* _Listing brut_:

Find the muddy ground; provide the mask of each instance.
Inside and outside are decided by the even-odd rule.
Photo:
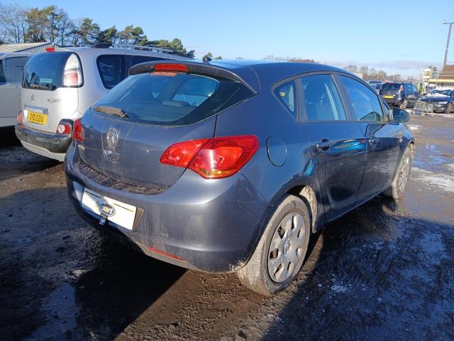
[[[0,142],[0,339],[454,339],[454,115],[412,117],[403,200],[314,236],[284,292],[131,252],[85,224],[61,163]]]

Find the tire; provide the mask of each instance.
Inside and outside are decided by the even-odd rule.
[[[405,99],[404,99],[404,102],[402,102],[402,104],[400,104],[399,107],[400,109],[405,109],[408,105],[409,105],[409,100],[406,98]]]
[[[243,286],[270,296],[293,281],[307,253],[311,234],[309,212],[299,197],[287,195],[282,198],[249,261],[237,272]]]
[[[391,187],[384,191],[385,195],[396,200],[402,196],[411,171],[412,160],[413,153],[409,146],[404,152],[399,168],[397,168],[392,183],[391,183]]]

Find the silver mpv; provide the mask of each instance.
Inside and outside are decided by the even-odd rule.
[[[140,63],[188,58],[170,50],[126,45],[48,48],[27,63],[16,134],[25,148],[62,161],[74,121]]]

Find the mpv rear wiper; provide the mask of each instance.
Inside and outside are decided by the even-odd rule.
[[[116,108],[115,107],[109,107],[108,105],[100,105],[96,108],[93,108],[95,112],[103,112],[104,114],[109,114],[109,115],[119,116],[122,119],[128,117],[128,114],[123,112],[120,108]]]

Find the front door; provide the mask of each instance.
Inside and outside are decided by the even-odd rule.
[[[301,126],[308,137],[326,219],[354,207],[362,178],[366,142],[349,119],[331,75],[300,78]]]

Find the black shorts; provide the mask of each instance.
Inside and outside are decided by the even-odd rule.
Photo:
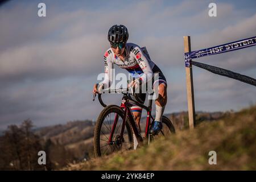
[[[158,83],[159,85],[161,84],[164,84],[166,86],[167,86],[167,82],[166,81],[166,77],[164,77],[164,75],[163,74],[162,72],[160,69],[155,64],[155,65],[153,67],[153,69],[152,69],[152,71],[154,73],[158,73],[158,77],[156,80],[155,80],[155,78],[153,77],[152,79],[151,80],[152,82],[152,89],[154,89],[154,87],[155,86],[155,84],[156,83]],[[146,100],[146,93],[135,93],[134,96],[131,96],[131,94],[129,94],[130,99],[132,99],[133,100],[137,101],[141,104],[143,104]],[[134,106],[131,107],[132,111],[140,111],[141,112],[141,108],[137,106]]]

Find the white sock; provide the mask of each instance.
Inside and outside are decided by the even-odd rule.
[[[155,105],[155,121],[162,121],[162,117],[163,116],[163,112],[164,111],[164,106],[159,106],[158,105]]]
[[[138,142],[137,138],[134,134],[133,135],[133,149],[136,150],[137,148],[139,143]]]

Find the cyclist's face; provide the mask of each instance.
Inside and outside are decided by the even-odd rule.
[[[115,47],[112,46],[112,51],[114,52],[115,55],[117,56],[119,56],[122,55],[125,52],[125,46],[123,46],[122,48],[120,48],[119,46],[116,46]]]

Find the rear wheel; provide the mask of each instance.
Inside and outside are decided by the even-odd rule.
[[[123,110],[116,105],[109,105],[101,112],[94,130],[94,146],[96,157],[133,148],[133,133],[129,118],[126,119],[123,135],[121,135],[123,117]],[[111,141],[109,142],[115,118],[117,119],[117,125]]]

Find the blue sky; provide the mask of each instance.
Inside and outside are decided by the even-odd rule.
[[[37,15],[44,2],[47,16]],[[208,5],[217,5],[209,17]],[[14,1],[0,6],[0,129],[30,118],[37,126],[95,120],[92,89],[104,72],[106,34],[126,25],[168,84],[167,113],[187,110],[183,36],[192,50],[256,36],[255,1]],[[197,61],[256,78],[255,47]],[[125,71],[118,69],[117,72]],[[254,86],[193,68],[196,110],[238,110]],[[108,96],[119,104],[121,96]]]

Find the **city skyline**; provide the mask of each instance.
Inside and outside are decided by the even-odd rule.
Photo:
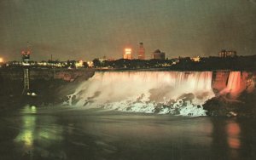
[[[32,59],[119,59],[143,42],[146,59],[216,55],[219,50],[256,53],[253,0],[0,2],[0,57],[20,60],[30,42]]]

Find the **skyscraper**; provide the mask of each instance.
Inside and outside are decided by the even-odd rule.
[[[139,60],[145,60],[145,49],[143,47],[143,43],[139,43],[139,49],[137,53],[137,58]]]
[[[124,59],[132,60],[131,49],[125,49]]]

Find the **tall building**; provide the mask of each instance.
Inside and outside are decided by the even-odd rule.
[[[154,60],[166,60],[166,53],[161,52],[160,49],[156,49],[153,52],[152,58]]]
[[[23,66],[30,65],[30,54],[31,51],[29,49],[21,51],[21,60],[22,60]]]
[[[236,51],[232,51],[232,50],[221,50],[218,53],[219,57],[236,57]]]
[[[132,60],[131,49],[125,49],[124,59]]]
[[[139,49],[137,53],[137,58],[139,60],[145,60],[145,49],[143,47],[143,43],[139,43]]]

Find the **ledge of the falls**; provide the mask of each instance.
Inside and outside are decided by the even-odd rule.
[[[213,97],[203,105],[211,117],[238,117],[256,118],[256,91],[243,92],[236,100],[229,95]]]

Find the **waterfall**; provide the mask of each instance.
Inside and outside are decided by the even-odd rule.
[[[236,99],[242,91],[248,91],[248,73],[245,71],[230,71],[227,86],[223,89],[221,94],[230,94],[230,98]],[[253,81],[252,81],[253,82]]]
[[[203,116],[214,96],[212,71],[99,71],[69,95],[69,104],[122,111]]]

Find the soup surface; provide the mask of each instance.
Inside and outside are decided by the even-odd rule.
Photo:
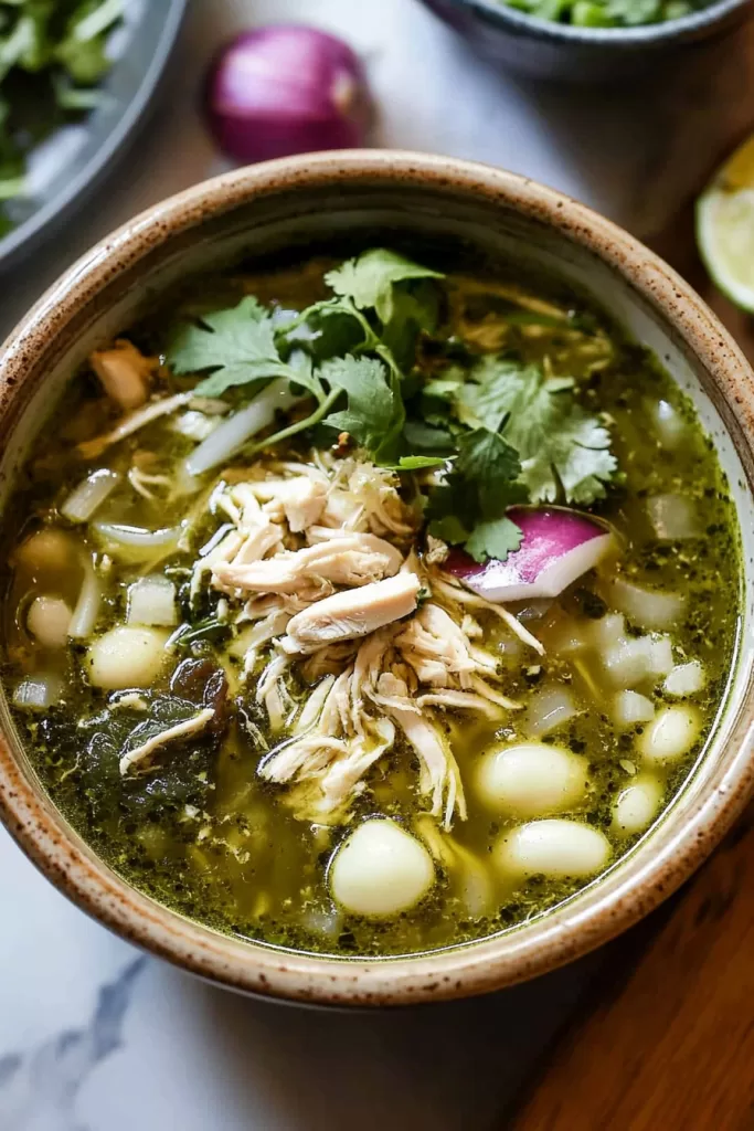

* _Consigne_:
Recopiez la partie qui commence à la ligne contenant « Find the soup » et se termine à la fin du listing, en remplaçant « surface » par « top » sans rien modifier d'autre. N'incluez pas les images dans la réponse.

* _Corrigé_:
Find the soup top; provide the mask of each instance.
Inside and outside are decided by the even-odd rule.
Photo:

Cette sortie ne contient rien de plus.